__WORK INSTRUCTION__
The line containing "Where can you spot the white" marks the start; return it and every line after it in the listing below, exactly, through the last.

__INPUT DATA__
= Beginning of Section =
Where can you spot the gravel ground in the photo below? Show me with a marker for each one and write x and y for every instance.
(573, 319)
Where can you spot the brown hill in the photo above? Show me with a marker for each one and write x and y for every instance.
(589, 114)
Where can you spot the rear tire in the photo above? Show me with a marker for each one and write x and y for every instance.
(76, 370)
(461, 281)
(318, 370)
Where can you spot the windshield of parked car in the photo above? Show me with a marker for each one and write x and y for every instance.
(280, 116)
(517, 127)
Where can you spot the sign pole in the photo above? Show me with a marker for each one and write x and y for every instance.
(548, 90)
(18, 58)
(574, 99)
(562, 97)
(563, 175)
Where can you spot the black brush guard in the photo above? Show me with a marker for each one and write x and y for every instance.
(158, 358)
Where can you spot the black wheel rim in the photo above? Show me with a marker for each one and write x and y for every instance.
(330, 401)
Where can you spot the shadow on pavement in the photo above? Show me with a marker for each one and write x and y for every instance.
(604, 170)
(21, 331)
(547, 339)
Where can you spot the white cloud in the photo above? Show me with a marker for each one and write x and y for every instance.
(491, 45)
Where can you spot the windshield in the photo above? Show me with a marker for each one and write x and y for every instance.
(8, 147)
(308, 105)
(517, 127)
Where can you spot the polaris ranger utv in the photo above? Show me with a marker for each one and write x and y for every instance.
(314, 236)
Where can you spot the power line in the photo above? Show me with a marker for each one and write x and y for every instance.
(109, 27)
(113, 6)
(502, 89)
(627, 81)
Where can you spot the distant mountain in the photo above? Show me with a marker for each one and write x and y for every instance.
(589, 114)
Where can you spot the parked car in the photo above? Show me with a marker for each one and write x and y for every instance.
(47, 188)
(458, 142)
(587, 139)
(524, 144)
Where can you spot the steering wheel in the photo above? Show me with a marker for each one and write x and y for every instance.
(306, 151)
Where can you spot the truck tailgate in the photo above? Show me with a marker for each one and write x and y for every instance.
= End of Section =
__FINISHED TASK__
Where can you spot the white cloud in the photo above? Show me with a marker for each one and write x and y for every instance.
(491, 45)
Where can you spot the windshield in the photo above? Show me with a marker for each one and write x and y for every instance.
(8, 147)
(308, 105)
(517, 127)
Where can you spot the polaris ranger utv in the photo above? Show me with a marker for each one and write x and y for every instance.
(314, 236)
Where can you spot the power line in the photo above? Show me with a marker for each one and write x and y for every instance.
(109, 27)
(113, 6)
(502, 89)
(627, 81)
Where can you spot the distant mountain in the photo above? Show me with a marker for each one and write x and y for every instance.
(589, 114)
Where can you spot the parked car in the photo above? Show me with a marker for each one and write x and y for every instance.
(47, 188)
(458, 142)
(587, 139)
(524, 144)
Where can you spot the steering wheel in the photo above? Show me with a marker for each one and write x and y for every instance.
(306, 151)
Where can you spot the truck tailgate in the photo above? Show me with a marker for each one and write x and y for every instance.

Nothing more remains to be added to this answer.